ASSIGNED TASK: Tally every line of the material that includes "background", then give the tally and nothing else.

:::::

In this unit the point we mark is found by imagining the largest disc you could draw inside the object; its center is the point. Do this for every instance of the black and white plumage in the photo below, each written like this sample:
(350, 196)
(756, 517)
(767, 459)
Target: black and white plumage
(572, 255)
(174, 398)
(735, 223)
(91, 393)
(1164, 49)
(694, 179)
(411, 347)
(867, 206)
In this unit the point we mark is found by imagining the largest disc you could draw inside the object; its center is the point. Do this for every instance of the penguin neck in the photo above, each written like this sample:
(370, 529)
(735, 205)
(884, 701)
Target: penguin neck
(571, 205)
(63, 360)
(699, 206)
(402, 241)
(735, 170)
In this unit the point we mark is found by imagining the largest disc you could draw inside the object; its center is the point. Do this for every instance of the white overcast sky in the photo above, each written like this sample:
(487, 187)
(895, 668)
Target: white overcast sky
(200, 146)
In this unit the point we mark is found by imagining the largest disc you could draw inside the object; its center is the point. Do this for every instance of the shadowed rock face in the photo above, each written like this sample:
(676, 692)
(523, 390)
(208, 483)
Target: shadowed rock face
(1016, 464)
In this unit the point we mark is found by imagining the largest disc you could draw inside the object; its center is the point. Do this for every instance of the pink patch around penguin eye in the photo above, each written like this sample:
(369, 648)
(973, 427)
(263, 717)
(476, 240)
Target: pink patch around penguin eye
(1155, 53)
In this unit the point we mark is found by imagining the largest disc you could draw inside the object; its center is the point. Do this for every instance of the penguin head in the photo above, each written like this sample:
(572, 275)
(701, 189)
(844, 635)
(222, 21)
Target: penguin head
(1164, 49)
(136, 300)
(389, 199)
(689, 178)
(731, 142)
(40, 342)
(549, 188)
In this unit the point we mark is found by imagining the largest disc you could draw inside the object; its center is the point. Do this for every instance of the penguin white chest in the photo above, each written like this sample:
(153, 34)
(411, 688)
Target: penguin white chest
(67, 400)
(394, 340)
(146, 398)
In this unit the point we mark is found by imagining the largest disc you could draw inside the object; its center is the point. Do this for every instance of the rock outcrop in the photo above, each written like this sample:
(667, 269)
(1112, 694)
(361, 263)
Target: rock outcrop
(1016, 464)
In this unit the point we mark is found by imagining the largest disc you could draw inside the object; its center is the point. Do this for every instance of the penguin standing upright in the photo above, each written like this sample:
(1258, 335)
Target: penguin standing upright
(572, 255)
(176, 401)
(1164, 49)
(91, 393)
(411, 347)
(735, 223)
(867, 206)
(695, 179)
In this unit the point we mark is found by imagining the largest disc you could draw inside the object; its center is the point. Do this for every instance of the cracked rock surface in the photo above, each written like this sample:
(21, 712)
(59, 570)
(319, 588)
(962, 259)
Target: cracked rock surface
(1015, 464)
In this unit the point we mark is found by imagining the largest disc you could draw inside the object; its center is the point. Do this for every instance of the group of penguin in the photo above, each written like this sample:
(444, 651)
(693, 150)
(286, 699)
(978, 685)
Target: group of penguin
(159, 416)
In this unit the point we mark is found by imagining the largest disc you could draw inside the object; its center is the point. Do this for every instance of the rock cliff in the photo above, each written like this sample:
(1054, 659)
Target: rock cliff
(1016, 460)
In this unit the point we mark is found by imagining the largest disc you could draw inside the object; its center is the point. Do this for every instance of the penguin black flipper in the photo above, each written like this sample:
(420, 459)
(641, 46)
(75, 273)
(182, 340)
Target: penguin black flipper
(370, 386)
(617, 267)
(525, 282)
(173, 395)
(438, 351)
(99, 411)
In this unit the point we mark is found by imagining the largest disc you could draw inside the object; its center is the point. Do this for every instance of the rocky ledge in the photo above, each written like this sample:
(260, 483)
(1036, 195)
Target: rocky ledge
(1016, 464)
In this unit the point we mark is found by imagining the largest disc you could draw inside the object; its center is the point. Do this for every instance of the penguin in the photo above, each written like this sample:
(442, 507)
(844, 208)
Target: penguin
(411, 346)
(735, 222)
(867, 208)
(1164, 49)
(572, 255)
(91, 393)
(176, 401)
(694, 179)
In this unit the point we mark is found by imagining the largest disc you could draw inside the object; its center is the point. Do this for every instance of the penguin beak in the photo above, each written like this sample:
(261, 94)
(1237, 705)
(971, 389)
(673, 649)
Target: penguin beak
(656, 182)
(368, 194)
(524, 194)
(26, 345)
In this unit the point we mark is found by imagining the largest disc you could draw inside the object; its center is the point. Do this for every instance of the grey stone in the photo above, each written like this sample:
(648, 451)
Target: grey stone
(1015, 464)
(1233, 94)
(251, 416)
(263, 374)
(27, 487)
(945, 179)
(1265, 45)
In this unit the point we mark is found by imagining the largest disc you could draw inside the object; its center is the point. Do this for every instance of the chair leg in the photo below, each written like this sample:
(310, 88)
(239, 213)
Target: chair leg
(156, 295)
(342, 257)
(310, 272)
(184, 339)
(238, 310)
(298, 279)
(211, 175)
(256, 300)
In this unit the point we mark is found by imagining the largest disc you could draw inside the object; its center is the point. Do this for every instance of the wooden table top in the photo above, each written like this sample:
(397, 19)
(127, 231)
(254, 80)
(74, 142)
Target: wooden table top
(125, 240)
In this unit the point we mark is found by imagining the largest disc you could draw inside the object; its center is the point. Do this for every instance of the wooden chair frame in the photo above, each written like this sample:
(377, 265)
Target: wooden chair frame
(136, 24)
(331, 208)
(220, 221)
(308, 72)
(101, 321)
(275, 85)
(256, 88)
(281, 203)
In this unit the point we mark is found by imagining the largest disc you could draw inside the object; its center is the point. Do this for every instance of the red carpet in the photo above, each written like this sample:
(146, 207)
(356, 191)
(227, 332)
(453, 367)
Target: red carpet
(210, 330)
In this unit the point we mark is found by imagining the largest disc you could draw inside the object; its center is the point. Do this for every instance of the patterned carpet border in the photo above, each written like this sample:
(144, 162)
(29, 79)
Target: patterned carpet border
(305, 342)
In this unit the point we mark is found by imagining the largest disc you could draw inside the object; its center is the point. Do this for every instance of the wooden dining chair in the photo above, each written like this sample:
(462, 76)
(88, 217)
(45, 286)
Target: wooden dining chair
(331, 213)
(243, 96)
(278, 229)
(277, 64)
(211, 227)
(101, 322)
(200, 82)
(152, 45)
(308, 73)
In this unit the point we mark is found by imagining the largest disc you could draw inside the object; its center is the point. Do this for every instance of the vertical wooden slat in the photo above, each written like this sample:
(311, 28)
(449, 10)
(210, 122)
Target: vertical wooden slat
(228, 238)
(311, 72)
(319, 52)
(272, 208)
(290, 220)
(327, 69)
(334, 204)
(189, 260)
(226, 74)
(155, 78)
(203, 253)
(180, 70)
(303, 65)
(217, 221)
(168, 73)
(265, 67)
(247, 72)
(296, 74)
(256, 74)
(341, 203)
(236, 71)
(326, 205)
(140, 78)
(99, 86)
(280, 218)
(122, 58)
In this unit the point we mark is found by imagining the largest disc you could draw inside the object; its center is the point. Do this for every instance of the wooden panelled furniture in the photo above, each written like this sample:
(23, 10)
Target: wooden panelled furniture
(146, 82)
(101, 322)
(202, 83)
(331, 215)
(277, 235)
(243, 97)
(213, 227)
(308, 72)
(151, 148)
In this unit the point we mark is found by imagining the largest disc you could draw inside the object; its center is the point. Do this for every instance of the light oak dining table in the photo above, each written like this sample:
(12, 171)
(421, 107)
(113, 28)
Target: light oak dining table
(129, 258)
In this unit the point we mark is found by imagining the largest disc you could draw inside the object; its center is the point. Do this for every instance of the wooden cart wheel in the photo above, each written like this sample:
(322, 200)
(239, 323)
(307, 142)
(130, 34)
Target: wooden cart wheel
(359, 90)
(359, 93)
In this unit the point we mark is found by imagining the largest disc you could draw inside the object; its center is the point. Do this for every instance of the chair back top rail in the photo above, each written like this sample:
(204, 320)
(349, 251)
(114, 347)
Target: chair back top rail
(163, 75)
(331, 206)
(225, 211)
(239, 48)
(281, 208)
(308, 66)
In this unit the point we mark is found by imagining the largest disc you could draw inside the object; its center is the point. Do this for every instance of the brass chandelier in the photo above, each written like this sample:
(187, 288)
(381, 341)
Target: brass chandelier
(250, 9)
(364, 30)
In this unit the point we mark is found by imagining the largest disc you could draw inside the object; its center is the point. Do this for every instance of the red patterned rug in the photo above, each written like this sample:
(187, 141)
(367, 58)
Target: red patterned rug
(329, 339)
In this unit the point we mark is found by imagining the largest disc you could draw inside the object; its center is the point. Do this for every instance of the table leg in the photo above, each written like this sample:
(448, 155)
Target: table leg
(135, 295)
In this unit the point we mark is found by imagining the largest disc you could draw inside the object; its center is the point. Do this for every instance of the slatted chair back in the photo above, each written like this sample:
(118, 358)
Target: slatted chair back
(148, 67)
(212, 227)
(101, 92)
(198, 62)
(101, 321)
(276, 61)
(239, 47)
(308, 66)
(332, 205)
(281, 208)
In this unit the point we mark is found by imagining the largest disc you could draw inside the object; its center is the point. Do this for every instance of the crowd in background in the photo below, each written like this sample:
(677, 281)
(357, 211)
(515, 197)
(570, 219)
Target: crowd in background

:::::

RESPONSE BELOW: 2